→ **Selected excerpt**
***
Ritual. In small-scale
societies, what you do in sacred
space is marked activity, any
kind of marked activity, most
obviously worship
(cult) and sacrifice,
but also including: hunting,
athletics, regulated sexual
relations, even warfare.
B1a.
Specially difficult for us to
understand: sacrifice
(killing animals, cooking
by fire, and distribution
in community) and warfare.
Sacrifice is a ritualized
admission of human guilt about
the human capacity to kill other
humans, as in warfare. This
formulation was developed by
Walter Burkert in a book about
the anthropological background of
sacrifice: Homo necans (as
opposed to Homo
sapiens).
B1b.
Working definition of "sacred
space": whatever is set aside by
society for communication with
the world beyond our everyday
world. It is marked space vs.
unmarked space. "Sacred" is the
best way to describe "marked" in
the smallest-scale societies. I
try to stay away from words like
divine, even
supernatural.
B2.
Myth. In small-scale
societies, what you say in sacred
space is marked speech, any
kind of marked speech, most
obviously worship
(cult) and prayer, but
also including: oaths, wagers,
promises; these are typical
speech-acts. In ancient Greece,
there were other kinds of
speech-acts that we ordinarily would
not think of as speech-acts:
laments, insults, praise,
instruction; in other words,
anything formal that is on
record, as it were; to say on
the record as opposed to off
the record; marked vs.
unmarked; marked speech is
automatically witnessed by the gods
or whatever is out there beyond the
everyday world, in the sacred world.
Myth explains the way things
are. In some song cultures, it has
maximum truth-value.
B2a.
An illustration of the power
of the speech-act... "The
phrase is a holy being.
You see, these songs, when they
were turned over to the Earth
People, were to be used in a
certain way. If you leave out
those words, then the holy beings
feel slighted. They know you are
singing, they are aware of it.
But if you omit those words, then
they feel it and they are
displeased. Then, even though you
are singing, whatever you are
doing ... has no effect." - from
an interview with a Navajo
shaman.
B3. One of
the most fundamental facts about
ancient Greek religion is that it
tends to be local and localized. For
myth to be delocalized, as it tends
to be in Homeric poetry (also in
most archaic and classical poetry),
it has to be separated from
ritual.
B4.
Everything that you have read so
far about ritual and myth involves
heroes as well as gods in ancient
Greek religion.
C. Fifteen
basic facts about hero
cults.
#1. Hero cult
was a fundamentally local practice,
confined to a specific locale. There
were literally thousands of hero-cults
throughout the locales of the ancient
Greek-speaking world. Every locale had
its own set of local heroes. (For
example, in the "demes" or local
districts that constitute the urban /
rural complex of Athens, each "deme"
has a variety of local cult heroes.)
***
→ **Available data**
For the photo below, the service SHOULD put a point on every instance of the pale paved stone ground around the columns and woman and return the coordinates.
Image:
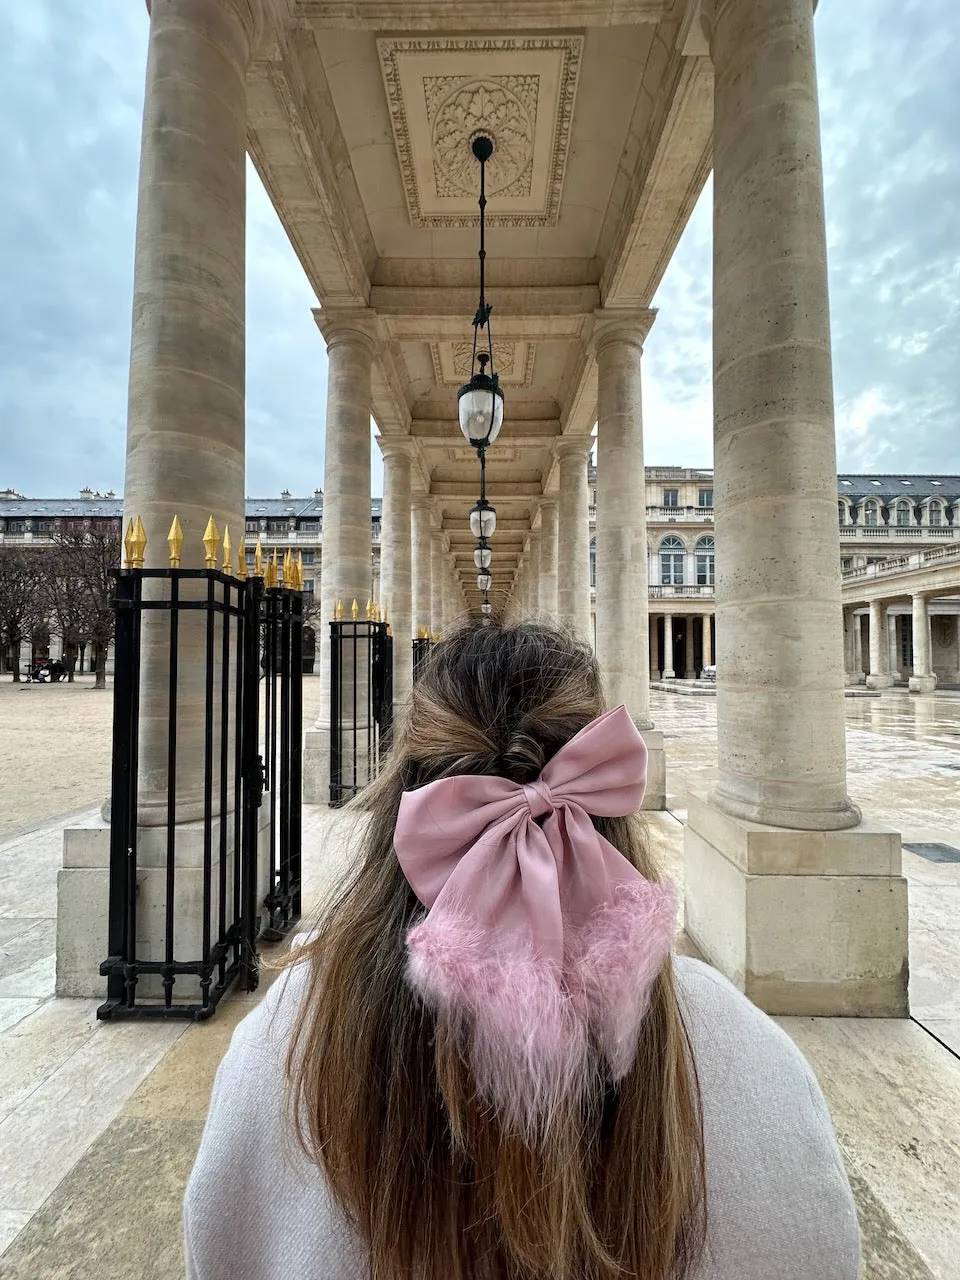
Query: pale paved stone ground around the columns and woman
(99, 1123)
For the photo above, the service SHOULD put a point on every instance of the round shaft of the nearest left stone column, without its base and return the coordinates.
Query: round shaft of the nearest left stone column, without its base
(185, 419)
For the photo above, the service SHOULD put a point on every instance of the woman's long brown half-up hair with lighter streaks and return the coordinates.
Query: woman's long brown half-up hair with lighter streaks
(383, 1099)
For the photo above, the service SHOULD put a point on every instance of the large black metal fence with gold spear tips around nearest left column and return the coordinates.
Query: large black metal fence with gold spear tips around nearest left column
(228, 637)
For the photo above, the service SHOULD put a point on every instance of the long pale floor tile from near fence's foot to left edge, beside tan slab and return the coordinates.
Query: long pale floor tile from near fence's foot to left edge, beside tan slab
(48, 1133)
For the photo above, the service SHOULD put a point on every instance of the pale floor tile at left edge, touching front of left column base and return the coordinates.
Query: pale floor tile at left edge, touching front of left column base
(39, 1045)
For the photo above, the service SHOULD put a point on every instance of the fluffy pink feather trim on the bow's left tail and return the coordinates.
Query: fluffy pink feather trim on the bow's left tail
(525, 1039)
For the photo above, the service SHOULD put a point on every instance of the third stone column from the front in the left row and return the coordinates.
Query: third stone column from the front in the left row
(396, 559)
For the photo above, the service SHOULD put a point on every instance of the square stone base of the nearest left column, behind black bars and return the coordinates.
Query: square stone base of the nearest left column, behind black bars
(84, 898)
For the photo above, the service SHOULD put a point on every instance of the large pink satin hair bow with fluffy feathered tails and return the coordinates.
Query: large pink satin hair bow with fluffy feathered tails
(542, 941)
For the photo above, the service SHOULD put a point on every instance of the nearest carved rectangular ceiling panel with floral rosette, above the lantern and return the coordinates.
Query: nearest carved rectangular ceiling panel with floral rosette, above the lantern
(444, 92)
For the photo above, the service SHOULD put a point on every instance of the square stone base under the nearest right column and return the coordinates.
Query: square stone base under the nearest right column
(807, 924)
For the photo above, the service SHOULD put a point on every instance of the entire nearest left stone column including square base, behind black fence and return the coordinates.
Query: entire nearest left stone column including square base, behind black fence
(185, 454)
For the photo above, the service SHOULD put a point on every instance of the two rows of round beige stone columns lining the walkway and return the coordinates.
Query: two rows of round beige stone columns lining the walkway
(785, 890)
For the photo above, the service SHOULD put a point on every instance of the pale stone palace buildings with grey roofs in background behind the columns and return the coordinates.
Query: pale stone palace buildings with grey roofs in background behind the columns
(884, 519)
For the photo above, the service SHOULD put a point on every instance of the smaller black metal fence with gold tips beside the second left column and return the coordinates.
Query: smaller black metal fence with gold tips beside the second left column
(362, 705)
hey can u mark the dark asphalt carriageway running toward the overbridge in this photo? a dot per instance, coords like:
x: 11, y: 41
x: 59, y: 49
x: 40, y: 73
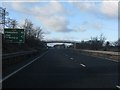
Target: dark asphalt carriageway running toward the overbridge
x: 66, y: 68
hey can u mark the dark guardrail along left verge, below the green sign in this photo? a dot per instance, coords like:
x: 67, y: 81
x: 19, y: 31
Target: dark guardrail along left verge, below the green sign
x: 15, y: 58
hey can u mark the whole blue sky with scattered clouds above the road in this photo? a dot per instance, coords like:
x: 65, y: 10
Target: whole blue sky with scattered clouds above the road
x: 68, y: 20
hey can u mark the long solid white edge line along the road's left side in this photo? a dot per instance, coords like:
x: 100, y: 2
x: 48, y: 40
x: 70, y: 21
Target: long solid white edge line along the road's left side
x: 22, y: 67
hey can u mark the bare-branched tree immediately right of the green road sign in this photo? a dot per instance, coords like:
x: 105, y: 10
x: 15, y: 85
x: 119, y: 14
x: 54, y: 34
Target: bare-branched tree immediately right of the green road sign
x: 33, y: 35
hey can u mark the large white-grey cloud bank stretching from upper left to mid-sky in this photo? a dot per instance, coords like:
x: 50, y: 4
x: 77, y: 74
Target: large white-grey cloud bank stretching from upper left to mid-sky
x: 51, y: 14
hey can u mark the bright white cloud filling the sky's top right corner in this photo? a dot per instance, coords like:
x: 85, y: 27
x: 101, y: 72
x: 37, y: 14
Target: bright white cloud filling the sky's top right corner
x: 103, y: 8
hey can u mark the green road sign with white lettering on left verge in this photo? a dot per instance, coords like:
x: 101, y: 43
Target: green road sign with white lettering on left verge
x: 14, y: 35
***
→ **Required action A**
Copy the passage of the notes on ritual, myth, and hero cults between "Myth explains the" and "a holy being.", inclusive.
→ **Required action B**
Resume the notes on ritual, myth, and hero cults from the point where they stop.

→ **Task result A**
Myth explains the way things
are. In some song cultures, it has
maximum truth-value.
B2a.
An illustration of the power
of the speech-act... "The
phrase is a holy being.

→ **Task result B**
Some of these heroes are well known to
us through epic (every hero - major or
minor - mentioned in the Iliad
and Odyssey was potentially a
local hero) and tragedy, while others
are never mentioned in any poetry known
to us. The local hero of hero cult
could be male or female, adult or
child. (On the cult of baby heroes and
its significance, see the 1999 Harvard
Ph.D. thesis of Corinne
Pache.)
#2.
Ordinarily, the hero cult was based on
the presence of the sôma
'body' (corpse) of the hero in the
"mother earth" of the given locale.
(Occasionally, the presence was limited
to only a part of the body - like the
head.) Whatever we may think
scientifically about the identity of
the given corpse in any given case, the
locals understood that body (or
body-part) to belong to the hero. The
practice of venerating bodies or
body-parts (or, metonymically, various
objects associated with the bodies)
continued beyond ancient Greece; an
aspect of continuity is the Christian
practice of venerating the relics of
saints.
#3. The
sôma of the dead hero was
considered to be a talisman of
fertility and prosperity to the
community that worshipped the hero. The
fertility was viewed in terms of plant
life (especially the harvests from the
fields, gardens, groves, orchards,
vineyards, and so on), animal life
(both domesticated and hunted animals),
and human life (literally, sexuality
and the producing / nurturing of
children).
#4. The
"marker" of the sôma was
the sêma, which ordinarily
took the physical shape of a
'tomb'.
#5. The
"marking" of the sôma
could also be a sign or signal or token
or picture; the word for such a
"marking" was also
sêma.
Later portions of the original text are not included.